Image-grounded pointing data
* * *
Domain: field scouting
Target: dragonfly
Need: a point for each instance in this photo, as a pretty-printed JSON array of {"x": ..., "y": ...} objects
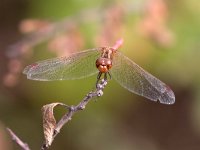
[{"x": 103, "y": 60}]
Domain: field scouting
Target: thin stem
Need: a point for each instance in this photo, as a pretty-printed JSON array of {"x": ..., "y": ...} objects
[{"x": 73, "y": 109}]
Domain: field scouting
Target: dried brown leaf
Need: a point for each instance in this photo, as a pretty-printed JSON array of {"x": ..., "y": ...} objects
[{"x": 49, "y": 122}]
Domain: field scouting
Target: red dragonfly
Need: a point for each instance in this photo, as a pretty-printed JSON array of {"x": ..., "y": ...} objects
[{"x": 108, "y": 61}]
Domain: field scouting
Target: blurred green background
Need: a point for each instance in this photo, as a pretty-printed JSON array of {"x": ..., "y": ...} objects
[{"x": 162, "y": 36}]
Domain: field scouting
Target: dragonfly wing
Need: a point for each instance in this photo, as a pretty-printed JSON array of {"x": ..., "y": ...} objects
[
  {"x": 132, "y": 77},
  {"x": 76, "y": 66}
]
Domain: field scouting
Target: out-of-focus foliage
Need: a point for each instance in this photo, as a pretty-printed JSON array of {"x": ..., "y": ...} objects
[{"x": 162, "y": 36}]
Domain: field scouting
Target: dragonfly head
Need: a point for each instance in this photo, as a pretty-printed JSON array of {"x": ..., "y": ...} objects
[{"x": 103, "y": 64}]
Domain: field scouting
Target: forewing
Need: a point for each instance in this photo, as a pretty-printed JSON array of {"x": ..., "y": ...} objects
[
  {"x": 76, "y": 66},
  {"x": 132, "y": 77}
]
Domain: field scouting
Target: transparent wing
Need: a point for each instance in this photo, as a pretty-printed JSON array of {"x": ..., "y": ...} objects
[
  {"x": 76, "y": 66},
  {"x": 132, "y": 77}
]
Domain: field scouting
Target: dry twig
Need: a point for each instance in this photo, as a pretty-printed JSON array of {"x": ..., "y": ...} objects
[{"x": 51, "y": 129}]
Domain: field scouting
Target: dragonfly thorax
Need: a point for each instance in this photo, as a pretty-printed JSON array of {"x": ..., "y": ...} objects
[{"x": 103, "y": 64}]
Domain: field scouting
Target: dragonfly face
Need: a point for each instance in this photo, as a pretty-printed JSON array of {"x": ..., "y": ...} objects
[{"x": 108, "y": 60}]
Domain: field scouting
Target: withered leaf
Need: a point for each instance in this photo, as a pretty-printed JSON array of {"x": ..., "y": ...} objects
[{"x": 49, "y": 122}]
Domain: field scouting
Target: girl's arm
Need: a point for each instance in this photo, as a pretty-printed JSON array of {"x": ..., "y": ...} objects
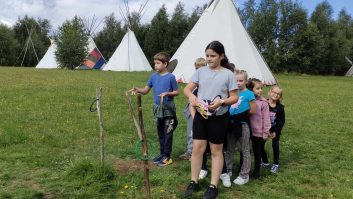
[
  {"x": 265, "y": 112},
  {"x": 143, "y": 91},
  {"x": 280, "y": 120},
  {"x": 252, "y": 107},
  {"x": 233, "y": 98},
  {"x": 188, "y": 93}
]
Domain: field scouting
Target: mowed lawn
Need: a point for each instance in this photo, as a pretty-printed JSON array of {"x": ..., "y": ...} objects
[{"x": 49, "y": 140}]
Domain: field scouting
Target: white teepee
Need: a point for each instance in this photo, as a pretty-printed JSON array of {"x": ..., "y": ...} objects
[
  {"x": 221, "y": 22},
  {"x": 48, "y": 60},
  {"x": 128, "y": 56}
]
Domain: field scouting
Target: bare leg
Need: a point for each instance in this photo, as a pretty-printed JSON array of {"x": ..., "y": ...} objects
[
  {"x": 217, "y": 162},
  {"x": 198, "y": 148}
]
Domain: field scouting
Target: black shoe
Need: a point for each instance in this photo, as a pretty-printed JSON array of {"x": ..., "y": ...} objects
[
  {"x": 211, "y": 192},
  {"x": 192, "y": 188},
  {"x": 255, "y": 175}
]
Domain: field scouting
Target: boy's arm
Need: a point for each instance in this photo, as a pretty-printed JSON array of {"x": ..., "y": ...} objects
[
  {"x": 172, "y": 94},
  {"x": 143, "y": 91}
]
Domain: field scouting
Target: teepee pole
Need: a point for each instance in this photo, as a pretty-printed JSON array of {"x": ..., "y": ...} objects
[{"x": 144, "y": 149}]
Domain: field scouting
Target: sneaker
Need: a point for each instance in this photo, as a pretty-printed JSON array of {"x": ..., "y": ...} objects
[
  {"x": 255, "y": 175},
  {"x": 274, "y": 168},
  {"x": 211, "y": 192},
  {"x": 192, "y": 188},
  {"x": 165, "y": 161},
  {"x": 185, "y": 156},
  {"x": 225, "y": 180},
  {"x": 157, "y": 159},
  {"x": 241, "y": 181},
  {"x": 203, "y": 174},
  {"x": 264, "y": 165}
]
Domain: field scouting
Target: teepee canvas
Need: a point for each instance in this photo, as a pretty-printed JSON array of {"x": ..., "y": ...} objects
[
  {"x": 128, "y": 56},
  {"x": 48, "y": 60},
  {"x": 221, "y": 22},
  {"x": 94, "y": 59}
]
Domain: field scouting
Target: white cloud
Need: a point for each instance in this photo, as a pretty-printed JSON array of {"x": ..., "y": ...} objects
[
  {"x": 57, "y": 11},
  {"x": 4, "y": 22}
]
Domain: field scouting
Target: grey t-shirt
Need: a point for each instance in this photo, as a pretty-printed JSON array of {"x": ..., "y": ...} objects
[{"x": 213, "y": 83}]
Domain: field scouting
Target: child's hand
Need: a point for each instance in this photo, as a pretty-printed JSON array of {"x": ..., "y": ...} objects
[
  {"x": 273, "y": 135},
  {"x": 163, "y": 94},
  {"x": 193, "y": 101},
  {"x": 215, "y": 104},
  {"x": 134, "y": 91}
]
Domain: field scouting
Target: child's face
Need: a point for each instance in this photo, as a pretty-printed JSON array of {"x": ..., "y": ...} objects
[
  {"x": 241, "y": 81},
  {"x": 258, "y": 89},
  {"x": 275, "y": 94},
  {"x": 213, "y": 59},
  {"x": 159, "y": 66}
]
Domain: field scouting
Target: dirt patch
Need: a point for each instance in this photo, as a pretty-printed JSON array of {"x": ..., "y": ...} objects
[
  {"x": 33, "y": 185},
  {"x": 125, "y": 166},
  {"x": 48, "y": 195}
]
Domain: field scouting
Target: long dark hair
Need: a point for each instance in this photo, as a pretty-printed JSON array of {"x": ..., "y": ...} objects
[{"x": 219, "y": 49}]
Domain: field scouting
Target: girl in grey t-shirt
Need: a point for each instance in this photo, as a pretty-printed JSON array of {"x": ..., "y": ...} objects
[{"x": 217, "y": 85}]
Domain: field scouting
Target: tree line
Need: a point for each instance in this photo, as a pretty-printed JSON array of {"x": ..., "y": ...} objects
[{"x": 288, "y": 37}]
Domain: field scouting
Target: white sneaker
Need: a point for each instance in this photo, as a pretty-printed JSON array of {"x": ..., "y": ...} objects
[
  {"x": 203, "y": 174},
  {"x": 241, "y": 181},
  {"x": 225, "y": 180}
]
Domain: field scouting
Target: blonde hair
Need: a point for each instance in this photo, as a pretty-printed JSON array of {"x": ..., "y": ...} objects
[
  {"x": 242, "y": 72},
  {"x": 280, "y": 94},
  {"x": 200, "y": 62},
  {"x": 162, "y": 56}
]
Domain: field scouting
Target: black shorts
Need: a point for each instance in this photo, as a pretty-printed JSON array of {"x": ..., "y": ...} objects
[{"x": 213, "y": 129}]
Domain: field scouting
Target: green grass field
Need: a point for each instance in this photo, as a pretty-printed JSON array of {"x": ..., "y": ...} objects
[{"x": 49, "y": 140}]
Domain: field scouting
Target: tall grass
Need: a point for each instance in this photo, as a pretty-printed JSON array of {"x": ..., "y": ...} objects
[{"x": 49, "y": 140}]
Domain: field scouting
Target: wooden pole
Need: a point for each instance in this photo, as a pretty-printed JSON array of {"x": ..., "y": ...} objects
[
  {"x": 144, "y": 149},
  {"x": 101, "y": 131}
]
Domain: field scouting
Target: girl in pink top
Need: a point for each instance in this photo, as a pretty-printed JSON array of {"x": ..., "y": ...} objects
[{"x": 260, "y": 124}]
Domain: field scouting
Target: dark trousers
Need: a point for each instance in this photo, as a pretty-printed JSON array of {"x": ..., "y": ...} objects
[
  {"x": 275, "y": 148},
  {"x": 165, "y": 129},
  {"x": 257, "y": 146}
]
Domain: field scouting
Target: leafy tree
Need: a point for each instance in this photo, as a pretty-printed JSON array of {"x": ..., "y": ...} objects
[
  {"x": 110, "y": 37},
  {"x": 292, "y": 23},
  {"x": 155, "y": 37},
  {"x": 8, "y": 46},
  {"x": 72, "y": 43},
  {"x": 264, "y": 31},
  {"x": 177, "y": 30},
  {"x": 39, "y": 40},
  {"x": 311, "y": 43},
  {"x": 195, "y": 16},
  {"x": 322, "y": 18},
  {"x": 248, "y": 12},
  {"x": 344, "y": 41}
]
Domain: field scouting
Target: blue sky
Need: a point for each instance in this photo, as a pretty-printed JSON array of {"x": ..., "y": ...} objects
[{"x": 57, "y": 11}]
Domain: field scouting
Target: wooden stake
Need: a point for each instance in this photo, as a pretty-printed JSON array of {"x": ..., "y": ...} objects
[
  {"x": 101, "y": 131},
  {"x": 144, "y": 149}
]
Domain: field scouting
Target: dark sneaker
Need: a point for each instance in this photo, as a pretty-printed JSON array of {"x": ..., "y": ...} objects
* * *
What you will do: Each line above that includes the word "black" is to be copied.

Exercise solution:
Target: black shoe
Target: black shorts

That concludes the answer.